Seitentext.
Von Tugenden und Kardinaltugenden
Den Ursprung aller Theorien zu den Tugenden findet man in der Antike bei den Philosophen Platon und Aristoteles. Gerechtigkeit (iusticia), Tapferkeit (fortitudo), Weisheit (sapientia) und Mäßigkeit (temperantia) werden zu den vier Kardinaltugenden erhoben. Das Christentum fügte diesen später die drei „Theologischen Tugenden" Glaube, Hoffnung, Liebe" hinzu.
Neben den vorgenannten haben das Thema „Tugenden" sämtliche Philosophen bis zu Kant, Fichte, Hegel und Schopenhauer behandelt. Einer der vielen Kernsätze (Kant) lautet: „Tugend ist die moralische Stärke des Menschen in Befolgung seiner Pflicht, die niemals zur Gewohnheit werden, sondern immer ganz neu und ursprünglich aus der Denkungsart hervorgehen soll." Bei Schopenhauer allerdings beruht die Tugend auf Erkenntnis und Intuition und ist nicht vermittelbar.

Aufgabenstellung.
Beantworten Sie anhand des Textes über Tugenden:
1. Bei welchen Philosophen der Antike liegt der Ursprung aller Theorien zu den Tugenden?
2. Welche drei „Theologischen Tugenden“ fügte das Christentum hinzu?
3. Worauf beruht die Tugend bei Schopenhauer?
Die Liste ist eigenständiges Material und gehört nicht zum Text über Tugenden.

Liste.
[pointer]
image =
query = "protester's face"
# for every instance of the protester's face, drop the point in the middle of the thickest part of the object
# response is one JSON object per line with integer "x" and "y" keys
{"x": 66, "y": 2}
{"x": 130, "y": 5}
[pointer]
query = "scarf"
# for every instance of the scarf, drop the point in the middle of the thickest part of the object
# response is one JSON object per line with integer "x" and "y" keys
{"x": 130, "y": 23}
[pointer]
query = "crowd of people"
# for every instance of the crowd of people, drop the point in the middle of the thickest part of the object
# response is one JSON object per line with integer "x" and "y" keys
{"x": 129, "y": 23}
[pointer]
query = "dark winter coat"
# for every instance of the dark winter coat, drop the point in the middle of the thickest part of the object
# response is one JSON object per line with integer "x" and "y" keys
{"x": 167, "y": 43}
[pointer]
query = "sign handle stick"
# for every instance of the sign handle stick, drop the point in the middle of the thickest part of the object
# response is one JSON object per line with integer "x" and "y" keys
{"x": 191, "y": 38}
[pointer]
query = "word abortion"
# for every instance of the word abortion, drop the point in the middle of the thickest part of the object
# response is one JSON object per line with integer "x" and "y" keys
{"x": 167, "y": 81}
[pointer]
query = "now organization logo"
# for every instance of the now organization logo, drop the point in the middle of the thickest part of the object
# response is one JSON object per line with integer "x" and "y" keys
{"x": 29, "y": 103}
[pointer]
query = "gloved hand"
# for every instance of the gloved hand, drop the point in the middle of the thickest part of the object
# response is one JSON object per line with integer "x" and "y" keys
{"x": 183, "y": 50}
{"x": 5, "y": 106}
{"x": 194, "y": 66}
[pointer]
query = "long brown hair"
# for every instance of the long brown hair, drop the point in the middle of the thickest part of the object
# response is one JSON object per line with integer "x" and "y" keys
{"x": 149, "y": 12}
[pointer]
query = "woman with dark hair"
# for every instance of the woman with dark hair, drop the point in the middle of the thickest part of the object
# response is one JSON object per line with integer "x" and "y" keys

Ergebnis.
1. Bei Platon und Aristoteles.
2. Glaube, Hoffnung und Liebe.
3. Auf Erkenntnis und Intuition.